What the task asks. Search the material below for the word "fabric". Copy every line that has it.

Data supplied.

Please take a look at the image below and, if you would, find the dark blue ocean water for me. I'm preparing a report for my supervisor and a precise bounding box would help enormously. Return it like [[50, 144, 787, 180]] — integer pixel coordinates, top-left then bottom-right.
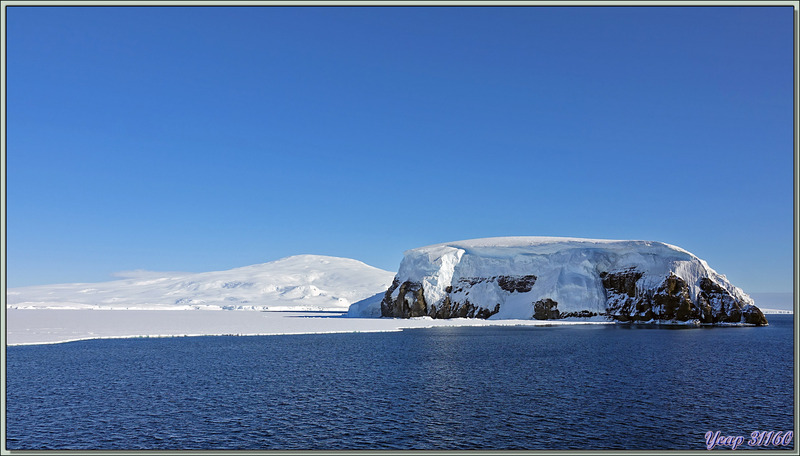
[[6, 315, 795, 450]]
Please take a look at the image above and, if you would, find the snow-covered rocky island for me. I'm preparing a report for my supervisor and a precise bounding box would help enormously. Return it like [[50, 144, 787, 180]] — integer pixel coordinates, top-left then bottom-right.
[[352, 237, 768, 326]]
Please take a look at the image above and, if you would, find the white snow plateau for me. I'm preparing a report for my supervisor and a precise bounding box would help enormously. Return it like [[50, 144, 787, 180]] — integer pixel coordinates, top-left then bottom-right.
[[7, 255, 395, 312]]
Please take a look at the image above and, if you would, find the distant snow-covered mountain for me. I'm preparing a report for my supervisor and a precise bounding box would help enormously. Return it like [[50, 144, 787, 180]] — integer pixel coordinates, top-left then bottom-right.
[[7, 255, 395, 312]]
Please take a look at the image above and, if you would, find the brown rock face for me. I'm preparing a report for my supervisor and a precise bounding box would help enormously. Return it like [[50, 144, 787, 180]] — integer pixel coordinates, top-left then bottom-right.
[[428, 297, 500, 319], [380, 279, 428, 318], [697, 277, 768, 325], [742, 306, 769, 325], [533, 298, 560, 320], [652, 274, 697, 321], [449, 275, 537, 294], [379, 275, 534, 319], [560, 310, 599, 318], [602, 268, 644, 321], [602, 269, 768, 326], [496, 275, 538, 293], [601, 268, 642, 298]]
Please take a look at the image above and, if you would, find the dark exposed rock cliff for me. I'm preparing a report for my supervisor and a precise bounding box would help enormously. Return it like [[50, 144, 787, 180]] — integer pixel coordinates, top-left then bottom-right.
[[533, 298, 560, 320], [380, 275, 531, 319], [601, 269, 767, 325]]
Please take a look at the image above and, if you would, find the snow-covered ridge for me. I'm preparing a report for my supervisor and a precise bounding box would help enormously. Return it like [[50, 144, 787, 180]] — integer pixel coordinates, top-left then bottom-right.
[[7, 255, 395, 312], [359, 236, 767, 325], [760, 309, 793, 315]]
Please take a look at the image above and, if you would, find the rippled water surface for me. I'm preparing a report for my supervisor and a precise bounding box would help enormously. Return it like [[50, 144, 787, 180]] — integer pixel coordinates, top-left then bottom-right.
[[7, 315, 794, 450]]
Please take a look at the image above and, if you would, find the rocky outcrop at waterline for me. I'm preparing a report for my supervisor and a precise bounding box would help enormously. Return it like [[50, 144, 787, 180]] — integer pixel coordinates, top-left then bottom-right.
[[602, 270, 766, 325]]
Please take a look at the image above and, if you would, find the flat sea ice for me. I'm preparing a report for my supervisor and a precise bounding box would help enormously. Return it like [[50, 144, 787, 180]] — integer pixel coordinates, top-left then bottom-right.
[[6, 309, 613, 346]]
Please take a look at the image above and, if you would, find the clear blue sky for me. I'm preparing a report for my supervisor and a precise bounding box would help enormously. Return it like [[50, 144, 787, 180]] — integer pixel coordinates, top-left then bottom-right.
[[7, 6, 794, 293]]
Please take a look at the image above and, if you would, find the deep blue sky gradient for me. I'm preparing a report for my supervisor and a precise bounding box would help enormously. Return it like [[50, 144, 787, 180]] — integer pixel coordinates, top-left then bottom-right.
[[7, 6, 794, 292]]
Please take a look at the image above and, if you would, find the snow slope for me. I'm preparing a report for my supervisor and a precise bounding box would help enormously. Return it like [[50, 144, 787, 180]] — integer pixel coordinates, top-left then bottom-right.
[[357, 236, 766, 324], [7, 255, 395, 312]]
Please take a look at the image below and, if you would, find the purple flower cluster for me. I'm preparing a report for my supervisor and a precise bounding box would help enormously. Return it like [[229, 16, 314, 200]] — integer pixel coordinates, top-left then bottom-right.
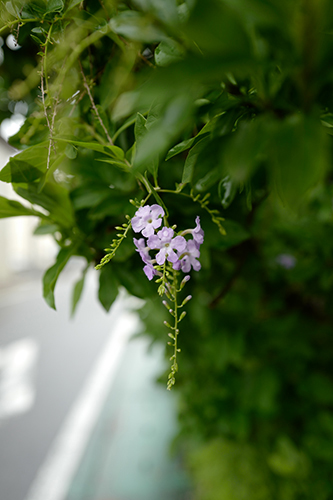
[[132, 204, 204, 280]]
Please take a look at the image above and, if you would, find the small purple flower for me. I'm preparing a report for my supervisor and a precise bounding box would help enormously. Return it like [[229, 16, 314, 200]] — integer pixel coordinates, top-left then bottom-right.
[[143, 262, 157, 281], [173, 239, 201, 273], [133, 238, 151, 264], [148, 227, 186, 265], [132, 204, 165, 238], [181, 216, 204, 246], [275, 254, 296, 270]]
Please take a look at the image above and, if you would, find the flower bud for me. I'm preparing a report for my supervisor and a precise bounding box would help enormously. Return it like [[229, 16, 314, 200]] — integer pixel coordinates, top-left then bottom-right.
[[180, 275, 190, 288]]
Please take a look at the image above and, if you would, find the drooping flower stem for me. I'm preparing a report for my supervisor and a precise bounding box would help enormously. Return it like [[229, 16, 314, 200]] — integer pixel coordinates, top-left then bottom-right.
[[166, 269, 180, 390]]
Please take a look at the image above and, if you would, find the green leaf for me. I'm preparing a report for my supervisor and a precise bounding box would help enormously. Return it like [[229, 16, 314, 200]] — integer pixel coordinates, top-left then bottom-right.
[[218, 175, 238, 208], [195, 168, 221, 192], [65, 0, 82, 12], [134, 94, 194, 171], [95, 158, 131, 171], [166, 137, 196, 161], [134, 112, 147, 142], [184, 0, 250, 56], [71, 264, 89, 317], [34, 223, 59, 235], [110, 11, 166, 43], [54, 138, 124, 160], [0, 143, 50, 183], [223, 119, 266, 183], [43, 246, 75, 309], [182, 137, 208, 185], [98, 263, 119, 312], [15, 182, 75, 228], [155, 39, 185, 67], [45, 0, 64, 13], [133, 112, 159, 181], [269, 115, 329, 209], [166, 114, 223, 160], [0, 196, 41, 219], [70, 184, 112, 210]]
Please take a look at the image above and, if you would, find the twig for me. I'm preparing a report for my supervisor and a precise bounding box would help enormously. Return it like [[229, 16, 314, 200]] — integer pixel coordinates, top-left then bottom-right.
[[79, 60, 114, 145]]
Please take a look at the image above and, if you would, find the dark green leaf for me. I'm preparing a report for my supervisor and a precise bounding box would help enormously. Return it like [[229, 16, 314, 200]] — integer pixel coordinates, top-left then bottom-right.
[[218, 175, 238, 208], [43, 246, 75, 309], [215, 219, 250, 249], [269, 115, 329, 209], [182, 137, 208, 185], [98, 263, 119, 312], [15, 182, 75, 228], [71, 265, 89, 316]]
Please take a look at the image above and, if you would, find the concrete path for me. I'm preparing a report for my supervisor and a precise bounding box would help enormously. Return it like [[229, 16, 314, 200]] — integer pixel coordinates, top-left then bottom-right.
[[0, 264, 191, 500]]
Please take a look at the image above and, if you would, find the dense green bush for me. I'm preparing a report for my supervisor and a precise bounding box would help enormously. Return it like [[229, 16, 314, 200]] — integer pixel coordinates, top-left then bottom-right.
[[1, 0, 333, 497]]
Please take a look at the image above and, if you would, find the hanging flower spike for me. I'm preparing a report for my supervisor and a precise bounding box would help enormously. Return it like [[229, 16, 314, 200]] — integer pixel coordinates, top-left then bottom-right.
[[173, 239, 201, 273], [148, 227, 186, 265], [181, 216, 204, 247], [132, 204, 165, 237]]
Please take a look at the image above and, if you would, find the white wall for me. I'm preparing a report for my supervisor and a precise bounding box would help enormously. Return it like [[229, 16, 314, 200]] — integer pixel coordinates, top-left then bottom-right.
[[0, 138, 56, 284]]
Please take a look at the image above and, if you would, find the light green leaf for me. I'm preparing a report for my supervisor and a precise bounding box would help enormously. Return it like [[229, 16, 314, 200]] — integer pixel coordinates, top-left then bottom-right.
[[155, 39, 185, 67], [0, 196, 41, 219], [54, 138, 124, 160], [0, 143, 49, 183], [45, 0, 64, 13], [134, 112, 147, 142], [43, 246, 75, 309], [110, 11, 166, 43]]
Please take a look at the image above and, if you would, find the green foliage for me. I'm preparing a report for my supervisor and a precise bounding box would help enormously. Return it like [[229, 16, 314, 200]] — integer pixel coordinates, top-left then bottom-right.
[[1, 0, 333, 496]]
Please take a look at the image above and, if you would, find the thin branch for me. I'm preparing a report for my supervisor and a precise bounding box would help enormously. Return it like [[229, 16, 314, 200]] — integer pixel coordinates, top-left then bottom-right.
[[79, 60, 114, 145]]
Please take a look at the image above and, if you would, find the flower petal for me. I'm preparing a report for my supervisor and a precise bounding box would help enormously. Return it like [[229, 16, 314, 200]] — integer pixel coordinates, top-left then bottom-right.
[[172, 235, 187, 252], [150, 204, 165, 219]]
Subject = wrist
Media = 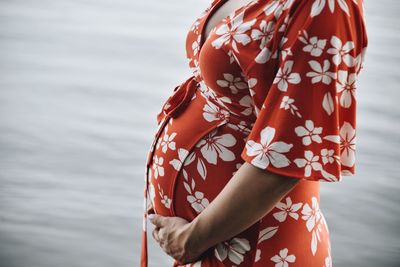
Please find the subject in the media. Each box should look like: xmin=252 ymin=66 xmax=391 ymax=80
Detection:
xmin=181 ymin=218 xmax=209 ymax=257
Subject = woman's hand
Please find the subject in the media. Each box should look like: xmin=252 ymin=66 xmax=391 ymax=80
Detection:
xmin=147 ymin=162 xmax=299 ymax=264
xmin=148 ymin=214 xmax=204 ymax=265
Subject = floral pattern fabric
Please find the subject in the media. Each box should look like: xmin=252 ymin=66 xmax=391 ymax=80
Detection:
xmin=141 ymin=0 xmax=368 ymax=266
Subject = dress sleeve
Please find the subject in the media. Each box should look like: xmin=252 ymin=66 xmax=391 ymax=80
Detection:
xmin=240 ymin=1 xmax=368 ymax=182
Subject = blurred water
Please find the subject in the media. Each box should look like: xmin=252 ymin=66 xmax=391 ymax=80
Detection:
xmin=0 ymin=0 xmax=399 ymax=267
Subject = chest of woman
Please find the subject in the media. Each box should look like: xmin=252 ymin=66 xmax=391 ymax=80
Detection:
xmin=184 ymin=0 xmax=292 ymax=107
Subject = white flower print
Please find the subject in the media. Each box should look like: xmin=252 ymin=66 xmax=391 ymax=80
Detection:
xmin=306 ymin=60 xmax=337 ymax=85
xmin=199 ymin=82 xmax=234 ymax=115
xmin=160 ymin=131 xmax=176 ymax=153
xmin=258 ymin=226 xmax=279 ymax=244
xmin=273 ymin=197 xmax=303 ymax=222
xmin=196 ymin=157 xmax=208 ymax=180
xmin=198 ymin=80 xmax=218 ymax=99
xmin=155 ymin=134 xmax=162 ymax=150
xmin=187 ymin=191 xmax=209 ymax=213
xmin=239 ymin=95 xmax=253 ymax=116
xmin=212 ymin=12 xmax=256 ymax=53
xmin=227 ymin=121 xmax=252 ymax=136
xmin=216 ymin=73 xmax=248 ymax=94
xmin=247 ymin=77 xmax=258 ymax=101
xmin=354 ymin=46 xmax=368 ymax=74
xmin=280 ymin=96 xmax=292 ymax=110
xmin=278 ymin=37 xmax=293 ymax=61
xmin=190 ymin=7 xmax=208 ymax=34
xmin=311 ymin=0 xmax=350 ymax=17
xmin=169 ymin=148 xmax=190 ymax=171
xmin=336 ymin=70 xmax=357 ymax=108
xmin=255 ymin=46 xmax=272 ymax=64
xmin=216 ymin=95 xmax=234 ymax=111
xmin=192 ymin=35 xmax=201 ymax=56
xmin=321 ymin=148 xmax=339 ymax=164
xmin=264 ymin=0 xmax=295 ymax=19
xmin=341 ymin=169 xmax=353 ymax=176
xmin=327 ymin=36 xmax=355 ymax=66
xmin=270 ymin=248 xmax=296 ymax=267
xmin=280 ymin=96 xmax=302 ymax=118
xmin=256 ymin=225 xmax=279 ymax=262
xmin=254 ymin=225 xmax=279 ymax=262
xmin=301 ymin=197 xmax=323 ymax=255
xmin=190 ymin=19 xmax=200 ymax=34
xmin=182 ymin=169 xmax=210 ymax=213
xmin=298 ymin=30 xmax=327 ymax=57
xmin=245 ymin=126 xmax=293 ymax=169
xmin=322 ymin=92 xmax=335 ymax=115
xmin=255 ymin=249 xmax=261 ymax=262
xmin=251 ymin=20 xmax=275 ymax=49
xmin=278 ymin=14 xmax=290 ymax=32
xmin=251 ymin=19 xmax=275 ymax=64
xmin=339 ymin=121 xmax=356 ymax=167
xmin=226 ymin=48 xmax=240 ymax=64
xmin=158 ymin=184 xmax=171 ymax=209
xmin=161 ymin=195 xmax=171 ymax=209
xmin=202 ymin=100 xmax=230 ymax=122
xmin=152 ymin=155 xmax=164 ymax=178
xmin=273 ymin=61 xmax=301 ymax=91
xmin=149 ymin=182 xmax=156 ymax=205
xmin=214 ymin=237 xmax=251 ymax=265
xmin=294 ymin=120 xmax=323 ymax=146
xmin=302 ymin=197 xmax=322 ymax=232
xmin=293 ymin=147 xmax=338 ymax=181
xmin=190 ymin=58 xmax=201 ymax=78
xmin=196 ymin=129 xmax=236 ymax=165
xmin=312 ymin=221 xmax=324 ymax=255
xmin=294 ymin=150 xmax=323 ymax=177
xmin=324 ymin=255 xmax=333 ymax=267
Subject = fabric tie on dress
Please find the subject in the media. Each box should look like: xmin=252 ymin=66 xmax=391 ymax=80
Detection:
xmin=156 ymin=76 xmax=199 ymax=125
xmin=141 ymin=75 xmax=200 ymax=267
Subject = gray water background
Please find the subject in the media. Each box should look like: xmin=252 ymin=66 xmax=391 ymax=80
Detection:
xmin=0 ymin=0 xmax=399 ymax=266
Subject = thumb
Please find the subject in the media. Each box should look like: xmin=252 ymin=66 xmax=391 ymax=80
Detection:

Written response.
Subject = floral pattern fabric
Subject = fabric tie on dress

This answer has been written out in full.